Dataset records:
=== Section Start ===

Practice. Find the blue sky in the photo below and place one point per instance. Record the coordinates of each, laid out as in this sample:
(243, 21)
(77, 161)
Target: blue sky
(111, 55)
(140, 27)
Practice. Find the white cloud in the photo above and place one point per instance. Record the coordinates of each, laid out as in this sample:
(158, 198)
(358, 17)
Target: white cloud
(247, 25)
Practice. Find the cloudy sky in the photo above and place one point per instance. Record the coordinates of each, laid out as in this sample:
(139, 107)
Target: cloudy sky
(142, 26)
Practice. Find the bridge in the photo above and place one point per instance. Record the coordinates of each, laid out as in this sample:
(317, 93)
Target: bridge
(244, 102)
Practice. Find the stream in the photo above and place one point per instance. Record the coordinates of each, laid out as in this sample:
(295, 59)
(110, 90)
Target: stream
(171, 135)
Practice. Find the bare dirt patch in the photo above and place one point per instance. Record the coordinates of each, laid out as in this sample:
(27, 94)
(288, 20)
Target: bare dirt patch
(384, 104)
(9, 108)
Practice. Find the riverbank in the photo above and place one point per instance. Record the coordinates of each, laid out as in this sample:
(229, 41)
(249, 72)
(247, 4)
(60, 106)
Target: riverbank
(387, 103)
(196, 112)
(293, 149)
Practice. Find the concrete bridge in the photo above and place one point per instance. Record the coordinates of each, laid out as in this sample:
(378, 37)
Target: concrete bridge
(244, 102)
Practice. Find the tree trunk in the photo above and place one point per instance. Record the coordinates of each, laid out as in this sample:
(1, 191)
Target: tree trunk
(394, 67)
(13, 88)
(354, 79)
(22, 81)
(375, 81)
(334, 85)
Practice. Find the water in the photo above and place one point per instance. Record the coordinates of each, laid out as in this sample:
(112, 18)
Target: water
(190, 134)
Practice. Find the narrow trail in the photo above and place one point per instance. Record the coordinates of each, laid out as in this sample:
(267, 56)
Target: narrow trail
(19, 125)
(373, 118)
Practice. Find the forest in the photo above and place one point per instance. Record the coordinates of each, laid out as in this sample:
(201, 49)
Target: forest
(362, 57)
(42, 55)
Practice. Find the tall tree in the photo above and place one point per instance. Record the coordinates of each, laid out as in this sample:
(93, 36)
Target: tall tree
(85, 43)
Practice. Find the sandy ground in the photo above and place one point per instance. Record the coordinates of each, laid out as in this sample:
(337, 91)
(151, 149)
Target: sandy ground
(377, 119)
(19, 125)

=== Section End ===

■ ACTIVITY ■
Every record needs to be reproduced exactly, with none skipped.

■ REPLY ■
Practice. Find the blue sky in the photo below and place one point per instance. Record the coordinates of each, laid out as in this sample:
(243, 21)
(77, 161)
Target: blue sky
(111, 55)
(140, 27)
Practice. Find the white cloud in the photo above and place one point per instance. Record the coordinates of each, laid out as in this sample:
(158, 198)
(358, 17)
Target: white cloud
(247, 25)
Practice. Find the cloudy sky in the photo above and place one point per instance. Record the coordinates of each, laid out as in this sample:
(139, 107)
Target: cloudy sky
(142, 26)
Practice. Find the bridge in the photo above and place one point per instance. Record the coordinates of each, laid out as in this sample:
(317, 93)
Target: bridge
(244, 102)
Practice. Find the stream in the photo above and place one point per instance. Record the coordinates of each, laid out as in this sample:
(295, 59)
(110, 90)
Target: stream
(171, 135)
Practice. Find the bare dirt patch in the photo above and place one point per instance. Record the coordinates of each, laid out as in this sample:
(27, 94)
(288, 20)
Target: bare dirt patch
(384, 104)
(9, 108)
Practice. Find the riverbank in the photo above and place one point per instance. Record the coordinates of each, laid out as in this sample:
(229, 41)
(249, 72)
(247, 4)
(60, 106)
Target: riverbank
(387, 103)
(196, 112)
(293, 149)
Practice. Find the concrete bridge in the photo above and place one point per instance. Record the coordinates of each, laid out as in this sample:
(378, 37)
Target: concrete bridge
(244, 102)
Practice. Find the tree trunk in the photo above and place one point per instance. Record the coordinates of each, laid out as in this sample:
(1, 191)
Target: tree trunk
(394, 67)
(13, 88)
(354, 79)
(22, 81)
(375, 81)
(334, 85)
Practice. Find the water in the photo above and place one point per instance. Record the coordinates of each, laid out as in this sample:
(112, 18)
Target: water
(190, 134)
Practice. Find the narrow trail in the photo above and place one point per instance. Record the coordinates of each, laid out as in this sample:
(267, 56)
Target: narrow trail
(19, 125)
(373, 118)
Practice. Find the forest in the photo above and place one point per instance. Record the coordinates of each, laid out as in this sample:
(201, 49)
Target: forest
(362, 57)
(42, 55)
Practice. Find the tall tree in the photo above and place one point per instance. Record the coordinates of each, laid out as in this sample:
(93, 36)
Target: tall tree
(85, 43)
Practice. Find the sandy ground in the photo above and place one point per instance. Record the coordinates of each, laid out as in this sample:
(337, 91)
(151, 149)
Target: sandy ground
(377, 119)
(19, 125)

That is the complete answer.